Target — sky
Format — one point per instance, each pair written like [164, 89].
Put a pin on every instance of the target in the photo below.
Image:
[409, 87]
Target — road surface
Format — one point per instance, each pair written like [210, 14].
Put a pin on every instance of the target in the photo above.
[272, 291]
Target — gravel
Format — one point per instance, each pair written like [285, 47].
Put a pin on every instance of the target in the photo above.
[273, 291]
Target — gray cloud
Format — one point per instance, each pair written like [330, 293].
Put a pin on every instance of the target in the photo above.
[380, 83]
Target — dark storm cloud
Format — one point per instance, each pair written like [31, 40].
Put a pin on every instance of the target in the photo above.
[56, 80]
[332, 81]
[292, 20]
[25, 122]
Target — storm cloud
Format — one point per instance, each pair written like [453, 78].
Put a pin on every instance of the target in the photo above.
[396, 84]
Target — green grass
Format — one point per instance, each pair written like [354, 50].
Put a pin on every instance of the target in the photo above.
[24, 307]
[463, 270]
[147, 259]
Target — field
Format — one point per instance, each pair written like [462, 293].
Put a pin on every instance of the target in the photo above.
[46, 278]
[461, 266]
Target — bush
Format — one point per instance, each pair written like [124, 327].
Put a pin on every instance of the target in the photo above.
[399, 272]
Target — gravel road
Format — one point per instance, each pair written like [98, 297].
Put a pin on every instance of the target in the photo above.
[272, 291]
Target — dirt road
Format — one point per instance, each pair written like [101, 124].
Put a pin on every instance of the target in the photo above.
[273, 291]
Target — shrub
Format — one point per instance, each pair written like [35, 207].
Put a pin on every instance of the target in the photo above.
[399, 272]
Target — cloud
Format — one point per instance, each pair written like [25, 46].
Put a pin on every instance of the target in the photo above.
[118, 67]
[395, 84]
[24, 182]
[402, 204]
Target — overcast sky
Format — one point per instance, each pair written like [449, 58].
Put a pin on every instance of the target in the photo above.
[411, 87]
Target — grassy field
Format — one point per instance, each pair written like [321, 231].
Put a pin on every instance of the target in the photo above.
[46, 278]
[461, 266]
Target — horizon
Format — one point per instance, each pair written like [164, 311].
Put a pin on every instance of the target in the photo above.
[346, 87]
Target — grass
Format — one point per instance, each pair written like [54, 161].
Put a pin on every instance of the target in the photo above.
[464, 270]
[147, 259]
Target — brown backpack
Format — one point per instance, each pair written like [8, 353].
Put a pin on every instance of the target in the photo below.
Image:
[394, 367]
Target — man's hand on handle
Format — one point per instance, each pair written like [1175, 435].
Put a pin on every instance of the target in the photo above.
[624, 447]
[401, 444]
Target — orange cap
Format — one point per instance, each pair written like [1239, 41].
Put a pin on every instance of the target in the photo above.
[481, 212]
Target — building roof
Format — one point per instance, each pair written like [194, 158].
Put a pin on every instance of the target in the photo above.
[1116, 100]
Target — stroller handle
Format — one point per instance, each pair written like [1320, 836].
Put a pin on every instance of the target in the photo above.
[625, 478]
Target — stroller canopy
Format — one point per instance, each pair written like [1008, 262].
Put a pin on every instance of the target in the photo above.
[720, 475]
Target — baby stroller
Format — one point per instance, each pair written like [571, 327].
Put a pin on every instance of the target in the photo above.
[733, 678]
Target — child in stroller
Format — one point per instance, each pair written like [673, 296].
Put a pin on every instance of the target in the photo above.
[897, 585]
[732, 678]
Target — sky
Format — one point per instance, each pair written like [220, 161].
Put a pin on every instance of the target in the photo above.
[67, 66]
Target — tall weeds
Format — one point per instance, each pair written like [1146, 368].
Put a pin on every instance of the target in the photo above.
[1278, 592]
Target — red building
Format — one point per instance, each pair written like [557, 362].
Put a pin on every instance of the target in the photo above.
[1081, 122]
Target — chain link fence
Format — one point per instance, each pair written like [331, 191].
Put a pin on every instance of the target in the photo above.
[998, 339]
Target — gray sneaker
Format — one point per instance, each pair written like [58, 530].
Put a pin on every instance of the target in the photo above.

**Your instructions**. Output every record above, exactly as written.

**Answer box**.
Target — sky
Format — one point per instance, each pair written like [164, 89].
Put a pin on every instance of the target in the photo below.
Image:
[409, 87]
Target — road surface
Format — one point per instance, each pair written like [210, 14].
Put a pin on every instance of the target in the photo above.
[272, 291]
Target — gravel
Format — one point per instance, each pair written like [285, 47].
Put a pin on every instance of the target in the photo above.
[273, 291]
Target — gray cloud
Format — one point per instance, each pair written like [330, 293].
Put a pin on every instance of the target in the photo above.
[380, 83]
Target — dark storm cloud
Format — one point per instance, each pair written like [31, 40].
Put a pin on every instance of the target in the photo above.
[56, 80]
[332, 81]
[292, 20]
[25, 122]
Target — storm cloud
Format — one point per instance, each pair written like [453, 78].
Put a pin on every instance of the target in the photo above.
[396, 84]
Target — green grass
Format — one point per instance, each pair written like [354, 50].
Put a pin on every instance of the target in the photo above.
[24, 307]
[463, 270]
[147, 259]
Target — field
Format — one point per instance, each pair written like [462, 293].
Put a pin on every instance of the target in the photo above.
[46, 278]
[461, 266]
Target — bush
Format — one point per instance, each pair written like [124, 327].
Put a pin on every instance of the target in the photo above.
[399, 272]
Target — gravel road
Format — one point per instance, each pair written like [98, 297].
Put a pin on every instance of the target in the photo above.
[272, 291]
Target — dirt road
Format — one point per instance, each pair written like [101, 124].
Put a pin on every instance of the target in the photo above.
[273, 291]
Target — shrub
Format — one point per instance, each pair written like [35, 207].
Put a pin on every instance of the target in the photo above.
[399, 272]
Target — cloud
Format — one point per instance, each pair written like [25, 46].
Put a pin on every instance of the target in the photo above.
[118, 67]
[395, 84]
[24, 182]
[402, 204]
Target — overcast sky
Format — one point per instance, each pair written like [449, 58].
Put a pin on every instance of the target in the photo above.
[411, 87]
Target — grassy field
Format — one point per instance, each pair written like [321, 231].
Put a pin on every instance of the target in the photo above.
[46, 278]
[461, 266]
Target — horizon
Format — one point per instance, each pair written like [164, 311].
Put a pin on every instance of the target in the photo above.
[346, 87]
Target — grass
Format — one point per instance, each pair written like [54, 161].
Put a pin on every instance of the target in the photo above.
[464, 270]
[147, 259]
Target — brown backpack
Format — one point per instance, each pair written like [8, 353].
Put a pin on every instance of the target in the photo below.
Image:
[394, 367]
Target — man's hand on handle
Format — one point per instance, each pair written like [1175, 435].
Put a pin on every instance of the target in the photo above.
[624, 447]
[401, 444]
Target — orange cap
Format — one point per instance, each pair written like [1239, 41].
Put a pin on every instance of the target in the photo above.
[481, 212]
Target — building roof
Format — one point per instance, each pair written like [194, 158].
Put a pin on every instance of the target in the photo above.
[1116, 100]
Target — stroller handle
Format — one point per instance, each pair written like [1320, 836].
Put a pin on every instance of the target in the photo above.
[625, 478]
Target — stroller canopy
Format — one point per instance, each pair written like [1008, 262].
Put a pin on every instance of the target in the photo above.
[720, 475]
Target — baby stroller
Format — one point per instance, each pair written like [571, 327].
Put a pin on every instance of the target in the photo above.
[733, 678]
Target — child in stroller
Format — one point per instance, each pair written like [673, 296].
Put a pin on every instance of the target in the photo above.
[897, 585]
[732, 678]
Target — sky
Format — one point per instance, each pair written like [220, 161].
Put a pin on every instance of the target in the photo above.
[67, 66]
Target — tall weeds
Format — one point per instance, each pair written like [1146, 368].
Put a pin on every instance of the target in the photo above.
[1278, 592]
Target — red building
Format — one point per instance, each pair written like [557, 362].
Put a pin on every instance of the target in the photo above.
[1081, 122]
Target — chain link fence
Format — one point per instance, each pair written like [331, 191].
Put a pin on every instance of the target in the photo above.
[998, 339]
Target — gray sneaker
Format — one point per instance, each pair written like [58, 530].
Put a pin on every instance of the target in the photo above.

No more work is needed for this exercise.